◆ Records supplied
***
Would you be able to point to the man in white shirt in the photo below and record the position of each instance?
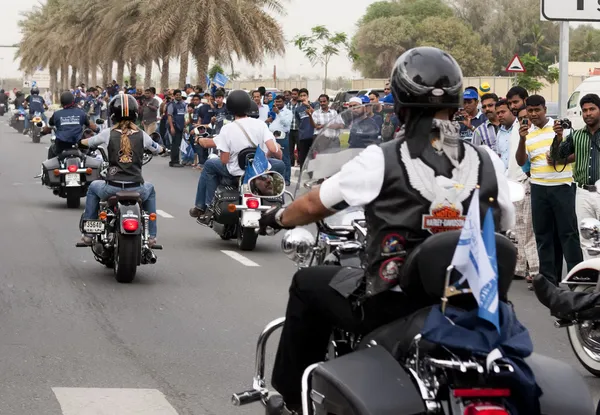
(243, 133)
(280, 127)
(263, 110)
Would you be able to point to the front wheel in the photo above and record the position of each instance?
(73, 198)
(247, 238)
(127, 251)
(585, 340)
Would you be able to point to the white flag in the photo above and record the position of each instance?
(471, 258)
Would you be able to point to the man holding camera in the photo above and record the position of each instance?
(583, 148)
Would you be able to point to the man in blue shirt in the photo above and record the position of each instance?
(176, 113)
(306, 125)
(69, 123)
(35, 103)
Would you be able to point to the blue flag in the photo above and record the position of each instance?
(220, 80)
(488, 308)
(258, 166)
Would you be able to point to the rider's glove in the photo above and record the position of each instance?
(272, 219)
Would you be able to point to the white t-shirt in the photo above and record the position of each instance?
(232, 140)
(359, 182)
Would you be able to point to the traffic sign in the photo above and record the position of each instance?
(571, 10)
(515, 65)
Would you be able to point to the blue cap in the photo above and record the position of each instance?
(388, 99)
(470, 94)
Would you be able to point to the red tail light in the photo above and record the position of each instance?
(485, 409)
(252, 203)
(481, 393)
(130, 225)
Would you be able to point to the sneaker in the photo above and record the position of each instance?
(196, 213)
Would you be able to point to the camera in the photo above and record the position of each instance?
(565, 123)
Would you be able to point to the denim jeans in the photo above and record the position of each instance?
(30, 116)
(211, 176)
(285, 143)
(100, 190)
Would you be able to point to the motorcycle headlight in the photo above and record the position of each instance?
(589, 228)
(297, 244)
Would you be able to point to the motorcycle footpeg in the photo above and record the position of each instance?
(244, 398)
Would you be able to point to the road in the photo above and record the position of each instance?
(179, 340)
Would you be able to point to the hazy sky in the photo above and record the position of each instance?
(337, 15)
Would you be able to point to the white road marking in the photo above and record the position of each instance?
(164, 214)
(240, 258)
(101, 401)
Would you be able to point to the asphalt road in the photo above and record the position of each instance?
(179, 340)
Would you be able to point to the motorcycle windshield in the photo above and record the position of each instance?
(341, 139)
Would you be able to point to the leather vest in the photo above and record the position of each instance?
(125, 167)
(412, 205)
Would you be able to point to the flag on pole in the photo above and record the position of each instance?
(220, 80)
(475, 259)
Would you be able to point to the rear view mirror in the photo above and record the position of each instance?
(269, 184)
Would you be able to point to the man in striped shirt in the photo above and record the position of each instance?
(485, 134)
(584, 146)
(552, 192)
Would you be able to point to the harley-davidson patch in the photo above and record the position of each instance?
(442, 219)
(390, 269)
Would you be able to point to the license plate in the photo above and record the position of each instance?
(93, 226)
(72, 179)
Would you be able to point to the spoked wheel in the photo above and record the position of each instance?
(127, 250)
(585, 340)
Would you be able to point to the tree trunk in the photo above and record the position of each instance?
(184, 61)
(148, 74)
(120, 71)
(133, 73)
(73, 77)
(201, 67)
(164, 73)
(64, 76)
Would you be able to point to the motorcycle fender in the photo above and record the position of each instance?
(250, 218)
(558, 381)
(130, 212)
(584, 273)
(336, 387)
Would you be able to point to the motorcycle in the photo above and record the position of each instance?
(35, 127)
(120, 234)
(237, 206)
(71, 172)
(394, 369)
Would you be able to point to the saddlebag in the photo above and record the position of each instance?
(224, 196)
(48, 177)
(366, 382)
(563, 389)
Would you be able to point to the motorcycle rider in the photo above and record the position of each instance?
(125, 144)
(35, 103)
(243, 133)
(69, 123)
(427, 166)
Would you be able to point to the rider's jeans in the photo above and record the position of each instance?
(100, 190)
(314, 309)
(28, 119)
(211, 176)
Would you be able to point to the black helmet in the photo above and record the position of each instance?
(253, 111)
(123, 107)
(66, 99)
(426, 77)
(238, 102)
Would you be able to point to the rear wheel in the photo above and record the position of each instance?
(73, 198)
(127, 250)
(247, 238)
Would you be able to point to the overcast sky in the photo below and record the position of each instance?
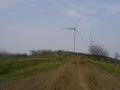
***
◆ Directive
Pull out every line of the records above that contains the word "road", and treat uppercase and lowercase as different.

◆ Task response
Would you be able to point to the road in the photo above and record the position of each instance?
Would you be able to point to the white road marking in the photo above and record the position of each instance?
Would you be able to point to the asphalt road in the photo above and record the position of each instance?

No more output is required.